> _Task requirements_: Update the lines from the line with "Question: What bounding box encloses the sofa armrest" to the line with "56;117;68;156" by replacing "black cabinet" with "dark cabinet" and leaving everything else unchanged. Give only those lines.

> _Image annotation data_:
-- BEGIN --
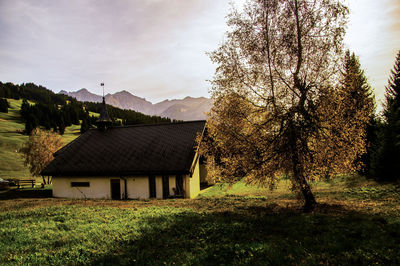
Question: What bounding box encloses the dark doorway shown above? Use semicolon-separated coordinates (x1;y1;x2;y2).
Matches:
163;175;169;199
149;175;156;198
175;175;183;196
111;179;121;199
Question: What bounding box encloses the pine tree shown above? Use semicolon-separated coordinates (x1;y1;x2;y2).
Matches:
341;50;375;174
374;51;400;181
81;118;90;134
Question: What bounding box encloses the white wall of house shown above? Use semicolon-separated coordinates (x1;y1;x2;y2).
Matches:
53;177;112;199
53;169;200;199
125;176;149;199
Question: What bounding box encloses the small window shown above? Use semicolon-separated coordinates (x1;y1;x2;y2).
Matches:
71;182;90;187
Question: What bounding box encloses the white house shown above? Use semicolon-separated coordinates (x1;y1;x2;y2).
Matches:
42;96;205;199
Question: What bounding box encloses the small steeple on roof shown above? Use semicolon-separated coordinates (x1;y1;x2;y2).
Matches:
96;96;112;130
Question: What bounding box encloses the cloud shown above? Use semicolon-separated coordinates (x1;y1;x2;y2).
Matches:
0;0;227;100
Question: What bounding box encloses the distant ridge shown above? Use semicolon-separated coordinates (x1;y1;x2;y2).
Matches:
59;89;213;121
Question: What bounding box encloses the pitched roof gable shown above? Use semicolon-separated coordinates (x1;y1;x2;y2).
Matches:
42;121;205;176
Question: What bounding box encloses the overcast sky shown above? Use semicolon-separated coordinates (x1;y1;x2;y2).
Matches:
0;0;400;106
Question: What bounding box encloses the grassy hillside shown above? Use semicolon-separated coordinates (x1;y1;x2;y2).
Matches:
0;177;400;265
0;99;80;179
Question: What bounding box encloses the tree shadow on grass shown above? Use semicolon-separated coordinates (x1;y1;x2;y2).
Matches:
0;188;52;200
90;204;400;265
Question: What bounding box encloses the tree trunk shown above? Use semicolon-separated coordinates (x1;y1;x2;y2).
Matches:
289;121;317;212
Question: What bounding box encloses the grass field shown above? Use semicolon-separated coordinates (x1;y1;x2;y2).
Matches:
0;99;84;182
0;177;400;265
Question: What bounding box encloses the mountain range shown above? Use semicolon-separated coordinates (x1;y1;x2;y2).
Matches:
59;89;213;121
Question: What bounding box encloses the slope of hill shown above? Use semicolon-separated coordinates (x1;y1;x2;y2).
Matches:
60;89;213;121
0;99;80;179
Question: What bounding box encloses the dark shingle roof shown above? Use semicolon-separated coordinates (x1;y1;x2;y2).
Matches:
42;121;205;176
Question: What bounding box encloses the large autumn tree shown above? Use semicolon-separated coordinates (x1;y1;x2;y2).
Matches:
202;0;372;210
20;128;63;184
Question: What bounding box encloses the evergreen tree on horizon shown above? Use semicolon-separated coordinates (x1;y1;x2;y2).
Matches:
374;51;400;181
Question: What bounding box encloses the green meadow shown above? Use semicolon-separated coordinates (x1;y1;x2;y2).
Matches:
0;176;400;265
0;99;83;179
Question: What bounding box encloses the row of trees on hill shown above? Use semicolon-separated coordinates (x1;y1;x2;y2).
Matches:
0;98;10;113
200;0;400;210
0;82;173;134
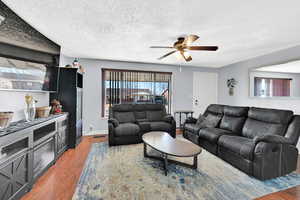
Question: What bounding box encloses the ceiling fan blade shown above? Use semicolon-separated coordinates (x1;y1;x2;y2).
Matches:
158;50;177;60
150;46;174;49
186;46;218;51
183;35;199;45
180;51;192;62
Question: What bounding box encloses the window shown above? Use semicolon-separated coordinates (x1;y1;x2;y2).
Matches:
254;77;292;97
102;69;172;117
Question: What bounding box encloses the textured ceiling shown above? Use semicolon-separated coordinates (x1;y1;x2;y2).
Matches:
3;0;300;67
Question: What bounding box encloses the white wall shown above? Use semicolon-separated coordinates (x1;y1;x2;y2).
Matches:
61;57;217;134
0;90;49;121
218;46;300;148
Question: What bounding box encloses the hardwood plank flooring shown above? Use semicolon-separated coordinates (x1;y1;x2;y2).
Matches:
22;131;300;200
22;136;107;200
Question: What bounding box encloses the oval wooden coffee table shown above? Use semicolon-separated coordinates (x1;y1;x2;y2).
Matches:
142;131;202;175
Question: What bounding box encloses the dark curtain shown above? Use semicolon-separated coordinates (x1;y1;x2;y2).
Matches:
254;77;291;97
102;69;172;116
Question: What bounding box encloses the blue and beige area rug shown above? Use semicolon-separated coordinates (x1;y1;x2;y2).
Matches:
73;143;300;200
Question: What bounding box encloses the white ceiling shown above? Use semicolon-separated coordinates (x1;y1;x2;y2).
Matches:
3;0;300;67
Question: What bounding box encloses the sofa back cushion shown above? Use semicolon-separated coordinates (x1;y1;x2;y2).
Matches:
285;115;300;145
114;112;136;123
203;104;224;127
220;106;249;135
146;110;165;122
203;104;224;116
134;111;147;120
242;107;293;138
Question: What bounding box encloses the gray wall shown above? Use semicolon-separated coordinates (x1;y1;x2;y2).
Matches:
249;71;300;98
60;56;217;134
0;90;49;121
218;46;300;114
218;46;300;148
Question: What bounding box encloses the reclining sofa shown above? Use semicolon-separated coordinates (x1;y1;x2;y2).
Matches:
108;104;176;146
183;104;300;180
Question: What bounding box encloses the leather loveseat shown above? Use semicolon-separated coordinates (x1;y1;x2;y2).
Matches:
183;104;300;180
108;104;176;146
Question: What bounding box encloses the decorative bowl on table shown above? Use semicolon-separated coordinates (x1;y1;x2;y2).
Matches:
36;106;51;118
0;111;14;130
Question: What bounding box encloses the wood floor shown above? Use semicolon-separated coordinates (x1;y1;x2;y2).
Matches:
22;133;300;200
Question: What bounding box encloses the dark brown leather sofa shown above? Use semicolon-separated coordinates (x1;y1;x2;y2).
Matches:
108;104;176;146
183;104;300;180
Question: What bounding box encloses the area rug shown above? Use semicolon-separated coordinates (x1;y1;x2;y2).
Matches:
73;143;300;200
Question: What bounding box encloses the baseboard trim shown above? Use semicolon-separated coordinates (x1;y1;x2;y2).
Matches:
83;130;108;136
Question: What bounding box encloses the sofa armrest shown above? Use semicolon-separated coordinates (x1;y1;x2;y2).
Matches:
163;115;174;124
184;117;197;124
108;118;120;127
253;135;292;145
253;140;298;180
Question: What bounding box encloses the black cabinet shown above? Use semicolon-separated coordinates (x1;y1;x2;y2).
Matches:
50;68;83;148
56;117;68;156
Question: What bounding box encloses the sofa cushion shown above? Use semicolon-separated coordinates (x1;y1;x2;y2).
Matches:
199;113;222;128
184;123;200;135
115;123;140;137
248;107;293;124
134;111;147;120
199;128;233;143
146;110;165;121
220;106;249;134
218;135;255;160
242;108;293;138
203;104;224;116
114;112;136;123
196;114;205;126
150;122;172;132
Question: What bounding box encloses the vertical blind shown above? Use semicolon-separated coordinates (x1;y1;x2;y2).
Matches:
254;77;292;97
102;69;172;116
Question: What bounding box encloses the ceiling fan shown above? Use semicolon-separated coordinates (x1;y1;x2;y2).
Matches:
150;35;218;62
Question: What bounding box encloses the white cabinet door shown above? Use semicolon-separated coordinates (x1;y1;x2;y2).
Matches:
193;72;218;117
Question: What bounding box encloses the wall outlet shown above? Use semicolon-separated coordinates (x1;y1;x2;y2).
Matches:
89;125;94;131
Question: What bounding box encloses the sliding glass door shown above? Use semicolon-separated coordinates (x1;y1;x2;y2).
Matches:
102;69;172;117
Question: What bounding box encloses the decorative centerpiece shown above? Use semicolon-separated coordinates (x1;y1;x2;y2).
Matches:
36;106;51;118
0;112;14;130
24;94;37;122
51;99;62;115
227;78;237;96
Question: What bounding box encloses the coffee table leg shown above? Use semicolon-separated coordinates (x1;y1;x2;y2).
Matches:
163;154;168;176
193;155;198;169
144;143;148;157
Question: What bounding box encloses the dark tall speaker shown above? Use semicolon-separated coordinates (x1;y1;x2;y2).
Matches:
50;68;83;148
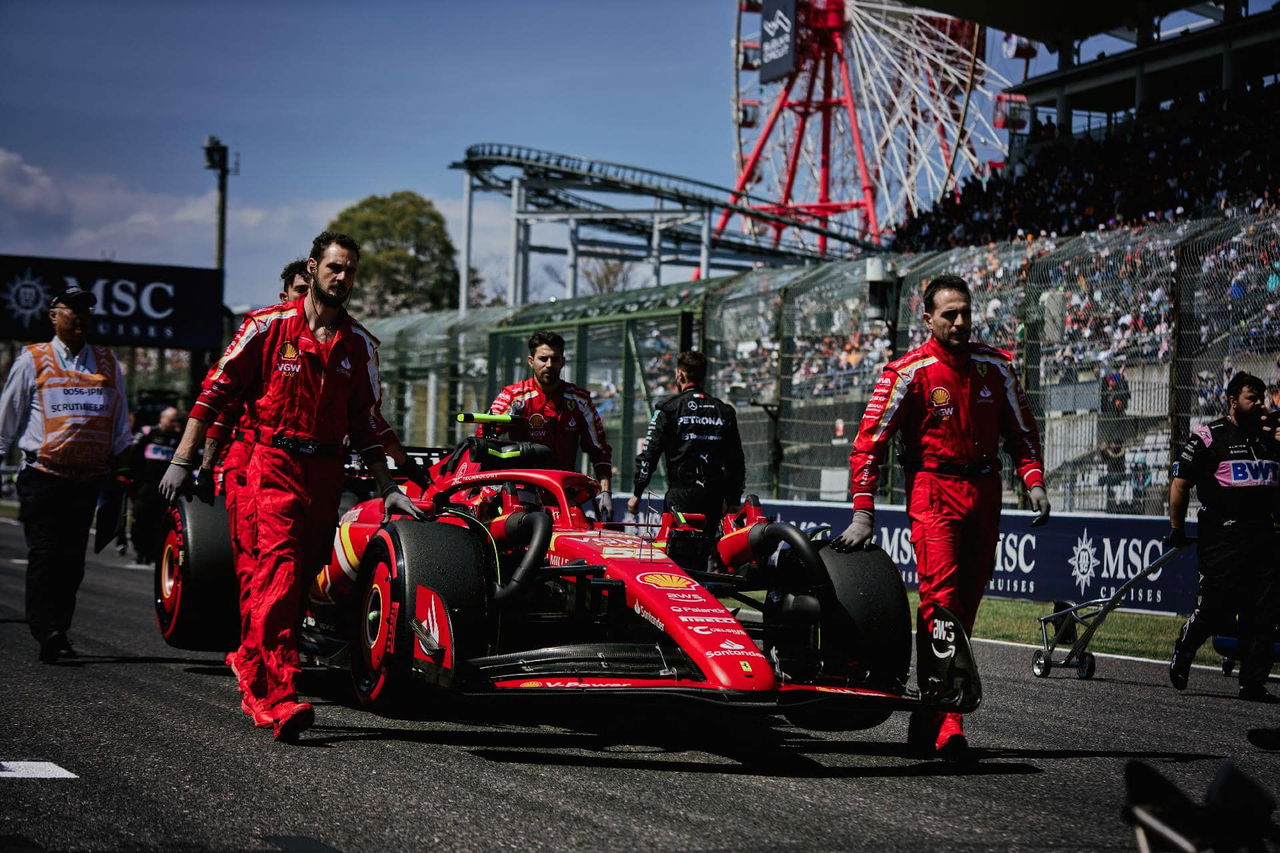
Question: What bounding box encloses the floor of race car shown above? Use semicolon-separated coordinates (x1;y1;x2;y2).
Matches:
0;514;1280;852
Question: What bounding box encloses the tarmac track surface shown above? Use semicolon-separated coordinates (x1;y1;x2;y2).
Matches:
0;514;1280;853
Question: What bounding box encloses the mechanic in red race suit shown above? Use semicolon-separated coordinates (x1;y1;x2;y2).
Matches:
476;332;613;521
207;260;426;686
832;275;1050;758
160;232;422;742
1165;373;1280;702
208;260;311;676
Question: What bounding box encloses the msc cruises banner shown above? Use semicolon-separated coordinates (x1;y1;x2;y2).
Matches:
614;494;1198;613
0;255;223;350
760;0;796;83
763;494;1198;613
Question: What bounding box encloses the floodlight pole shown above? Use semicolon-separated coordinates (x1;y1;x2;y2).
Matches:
197;136;230;392
205;136;228;272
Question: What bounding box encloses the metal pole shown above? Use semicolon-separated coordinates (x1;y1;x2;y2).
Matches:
458;170;472;323
507;175;520;306
564;218;577;300
649;199;662;287
520;216;532;305
698;207;712;280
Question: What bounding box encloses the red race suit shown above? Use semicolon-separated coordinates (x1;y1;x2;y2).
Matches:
849;338;1044;633
191;298;390;713
476;377;613;479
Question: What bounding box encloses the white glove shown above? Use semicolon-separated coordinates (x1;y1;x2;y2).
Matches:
831;510;876;553
1027;485;1050;528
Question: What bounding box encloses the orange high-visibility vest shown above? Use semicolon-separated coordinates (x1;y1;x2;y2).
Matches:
27;343;119;479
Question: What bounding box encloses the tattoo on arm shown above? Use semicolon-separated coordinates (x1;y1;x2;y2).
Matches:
200;435;223;469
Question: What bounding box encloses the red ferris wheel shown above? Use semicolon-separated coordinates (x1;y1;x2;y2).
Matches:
717;0;1007;252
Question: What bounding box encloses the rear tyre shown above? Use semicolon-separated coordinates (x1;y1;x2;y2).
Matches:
154;497;239;652
351;520;493;711
786;547;911;731
1032;648;1053;679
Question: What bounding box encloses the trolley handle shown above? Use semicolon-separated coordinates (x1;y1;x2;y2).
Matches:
456;411;509;424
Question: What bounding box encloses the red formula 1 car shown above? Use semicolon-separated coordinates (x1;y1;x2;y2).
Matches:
156;415;982;730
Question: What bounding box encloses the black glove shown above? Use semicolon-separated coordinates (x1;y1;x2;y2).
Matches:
1258;411;1280;441
1027;485;1048;528
157;465;191;503
383;489;426;524
1161;528;1189;548
396;456;431;492
192;467;218;506
831;510;876;553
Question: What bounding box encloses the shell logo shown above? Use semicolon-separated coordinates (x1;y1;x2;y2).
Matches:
636;571;694;589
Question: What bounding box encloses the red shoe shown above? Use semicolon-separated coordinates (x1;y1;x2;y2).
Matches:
275;702;316;743
241;694;275;729
906;711;942;758
933;713;969;761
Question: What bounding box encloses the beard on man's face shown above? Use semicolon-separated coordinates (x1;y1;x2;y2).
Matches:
311;282;351;307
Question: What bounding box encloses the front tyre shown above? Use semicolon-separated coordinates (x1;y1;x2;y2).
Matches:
786;547;911;731
351;520;494;711
154;497;239;652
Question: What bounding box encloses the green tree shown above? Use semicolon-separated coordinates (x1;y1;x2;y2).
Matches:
329;190;458;319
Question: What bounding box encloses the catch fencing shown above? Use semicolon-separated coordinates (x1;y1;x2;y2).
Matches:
372;213;1280;516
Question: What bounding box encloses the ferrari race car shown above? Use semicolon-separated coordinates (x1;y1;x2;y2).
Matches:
155;415;982;730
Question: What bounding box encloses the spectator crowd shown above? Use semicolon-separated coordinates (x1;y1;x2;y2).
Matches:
895;83;1280;251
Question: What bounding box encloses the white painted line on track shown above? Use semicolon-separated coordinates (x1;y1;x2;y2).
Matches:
969;637;1222;672
0;761;79;779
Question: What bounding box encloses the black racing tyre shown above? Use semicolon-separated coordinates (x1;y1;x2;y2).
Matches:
351;520;493;711
1032;648;1053;679
154;497;239;652
786;547;911;731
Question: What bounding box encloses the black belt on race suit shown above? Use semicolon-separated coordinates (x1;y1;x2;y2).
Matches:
915;459;1002;476
255;427;343;459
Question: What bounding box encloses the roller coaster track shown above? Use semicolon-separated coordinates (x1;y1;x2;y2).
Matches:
452;142;877;261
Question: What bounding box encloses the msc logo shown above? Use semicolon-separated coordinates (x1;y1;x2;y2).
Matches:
4;266;49;328
636;571;694;589
1068;528;1101;596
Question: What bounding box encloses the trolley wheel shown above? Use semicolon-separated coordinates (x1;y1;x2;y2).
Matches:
1032;648;1053;679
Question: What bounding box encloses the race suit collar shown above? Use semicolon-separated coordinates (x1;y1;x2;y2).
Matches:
924;334;974;364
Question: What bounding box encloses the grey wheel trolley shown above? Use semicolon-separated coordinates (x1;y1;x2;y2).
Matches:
1032;542;1192;679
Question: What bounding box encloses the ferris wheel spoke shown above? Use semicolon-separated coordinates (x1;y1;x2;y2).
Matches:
733;0;1007;244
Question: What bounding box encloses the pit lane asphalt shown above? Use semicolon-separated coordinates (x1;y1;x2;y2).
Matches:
0;512;1280;852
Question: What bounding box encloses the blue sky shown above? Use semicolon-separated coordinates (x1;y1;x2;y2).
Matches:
0;0;1228;311
0;0;733;304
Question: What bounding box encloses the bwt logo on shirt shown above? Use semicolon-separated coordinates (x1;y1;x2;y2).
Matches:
1230;460;1280;485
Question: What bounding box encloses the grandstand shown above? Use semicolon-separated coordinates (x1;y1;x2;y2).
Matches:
360;0;1280;515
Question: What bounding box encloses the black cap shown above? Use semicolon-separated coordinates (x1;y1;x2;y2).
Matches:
49;284;97;311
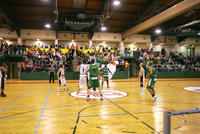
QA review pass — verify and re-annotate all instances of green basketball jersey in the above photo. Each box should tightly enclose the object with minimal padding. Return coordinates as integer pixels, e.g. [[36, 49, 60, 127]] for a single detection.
[[89, 64, 99, 78], [97, 56, 103, 64]]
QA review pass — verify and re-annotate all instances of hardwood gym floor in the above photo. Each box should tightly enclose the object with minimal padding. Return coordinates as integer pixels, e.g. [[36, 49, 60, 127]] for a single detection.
[[0, 79, 200, 134]]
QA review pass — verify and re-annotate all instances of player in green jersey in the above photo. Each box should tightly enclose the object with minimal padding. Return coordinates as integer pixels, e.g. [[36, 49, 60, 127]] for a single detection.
[[146, 62, 157, 101], [101, 63, 112, 88], [86, 59, 103, 101]]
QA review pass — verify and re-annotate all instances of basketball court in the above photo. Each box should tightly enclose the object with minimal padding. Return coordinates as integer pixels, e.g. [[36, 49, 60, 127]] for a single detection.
[[0, 79, 200, 134]]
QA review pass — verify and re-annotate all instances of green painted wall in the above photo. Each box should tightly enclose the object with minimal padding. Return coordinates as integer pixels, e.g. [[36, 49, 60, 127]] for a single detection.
[[157, 72, 200, 78]]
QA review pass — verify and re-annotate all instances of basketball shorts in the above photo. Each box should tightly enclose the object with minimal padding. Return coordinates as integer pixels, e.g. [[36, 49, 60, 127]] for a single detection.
[[0, 77, 6, 89], [147, 79, 156, 89], [79, 75, 87, 89], [140, 76, 144, 87], [88, 77, 100, 89], [59, 77, 66, 85], [103, 75, 108, 81]]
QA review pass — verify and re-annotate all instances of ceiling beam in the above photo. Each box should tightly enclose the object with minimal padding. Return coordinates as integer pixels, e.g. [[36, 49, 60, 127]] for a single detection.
[[122, 0, 200, 38]]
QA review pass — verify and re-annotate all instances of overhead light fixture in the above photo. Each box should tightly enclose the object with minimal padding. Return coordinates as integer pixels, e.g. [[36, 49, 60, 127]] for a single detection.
[[41, 0, 49, 2], [45, 24, 51, 28], [113, 0, 120, 6], [155, 29, 162, 34], [101, 26, 107, 31]]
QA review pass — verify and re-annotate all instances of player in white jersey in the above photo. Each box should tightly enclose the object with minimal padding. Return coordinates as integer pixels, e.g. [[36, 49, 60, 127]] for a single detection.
[[57, 65, 67, 92], [137, 63, 145, 96], [76, 60, 88, 97]]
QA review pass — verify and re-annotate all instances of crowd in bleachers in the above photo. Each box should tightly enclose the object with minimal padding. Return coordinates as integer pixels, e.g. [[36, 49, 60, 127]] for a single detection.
[[0, 41, 200, 71], [134, 48, 200, 71]]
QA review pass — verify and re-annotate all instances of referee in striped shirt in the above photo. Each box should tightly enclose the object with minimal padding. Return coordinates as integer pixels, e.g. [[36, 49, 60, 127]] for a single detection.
[[49, 64, 55, 83]]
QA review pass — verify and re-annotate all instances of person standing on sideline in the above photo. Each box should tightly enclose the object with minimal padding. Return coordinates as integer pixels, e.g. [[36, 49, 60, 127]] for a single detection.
[[85, 59, 103, 101], [0, 63, 8, 97], [101, 63, 113, 88], [146, 62, 157, 101], [137, 63, 145, 96], [57, 65, 67, 92], [49, 64, 55, 83], [76, 60, 89, 97]]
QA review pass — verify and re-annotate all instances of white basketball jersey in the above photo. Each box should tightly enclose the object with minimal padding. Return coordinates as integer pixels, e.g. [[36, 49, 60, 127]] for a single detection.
[[80, 64, 88, 75], [60, 68, 65, 77], [139, 68, 145, 83]]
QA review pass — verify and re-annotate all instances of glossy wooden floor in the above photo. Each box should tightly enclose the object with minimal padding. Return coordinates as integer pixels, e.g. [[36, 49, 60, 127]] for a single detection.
[[0, 79, 200, 134]]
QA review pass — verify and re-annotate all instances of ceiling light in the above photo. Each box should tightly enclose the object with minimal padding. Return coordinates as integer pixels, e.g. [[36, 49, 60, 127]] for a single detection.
[[101, 26, 107, 31], [45, 24, 51, 28], [113, 0, 120, 6], [155, 29, 162, 34]]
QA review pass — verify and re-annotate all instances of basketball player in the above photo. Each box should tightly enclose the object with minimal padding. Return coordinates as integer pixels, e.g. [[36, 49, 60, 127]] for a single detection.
[[101, 63, 112, 88], [57, 65, 67, 92], [146, 62, 157, 101], [85, 59, 103, 101], [0, 63, 8, 97], [137, 63, 145, 96], [76, 60, 89, 97]]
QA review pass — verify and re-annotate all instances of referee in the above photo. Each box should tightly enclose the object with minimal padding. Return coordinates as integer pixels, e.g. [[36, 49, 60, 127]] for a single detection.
[[0, 63, 7, 97], [49, 64, 55, 83]]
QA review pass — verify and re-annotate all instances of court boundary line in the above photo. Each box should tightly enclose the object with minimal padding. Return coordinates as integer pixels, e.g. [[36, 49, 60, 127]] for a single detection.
[[0, 84, 36, 113], [0, 105, 198, 120], [103, 96, 160, 134], [34, 86, 52, 134]]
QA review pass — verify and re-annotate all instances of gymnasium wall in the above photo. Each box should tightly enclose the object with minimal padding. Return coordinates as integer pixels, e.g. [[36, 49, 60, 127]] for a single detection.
[[0, 28, 200, 56]]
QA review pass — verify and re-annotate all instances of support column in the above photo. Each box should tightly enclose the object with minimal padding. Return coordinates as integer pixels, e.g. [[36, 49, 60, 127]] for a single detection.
[[55, 39, 58, 45], [89, 40, 92, 49], [120, 41, 124, 56], [120, 41, 124, 51], [149, 42, 153, 49], [174, 43, 179, 52]]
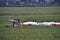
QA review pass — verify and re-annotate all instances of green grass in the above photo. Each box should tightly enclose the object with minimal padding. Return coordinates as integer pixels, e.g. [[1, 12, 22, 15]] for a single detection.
[[0, 26, 60, 40], [0, 7, 60, 40]]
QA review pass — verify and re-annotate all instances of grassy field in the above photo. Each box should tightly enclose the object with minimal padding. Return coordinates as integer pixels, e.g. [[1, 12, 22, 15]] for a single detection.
[[0, 7, 60, 40]]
-- END --
> _Correct answer_:
Question: What bounding box encloses the sofa armrest shown above? Use semicolon-separated coordinates (x1;y1;x2;y2).
Matches:
163;115;174;124
184;117;197;124
108;118;120;127
253;135;292;145
253;140;298;180
Question: What bounding box encloses the dark cabinet shown above? Use semicolon-separated coordinates (x1;y1;x2;y2).
Matches:
50;68;83;148
56;117;68;156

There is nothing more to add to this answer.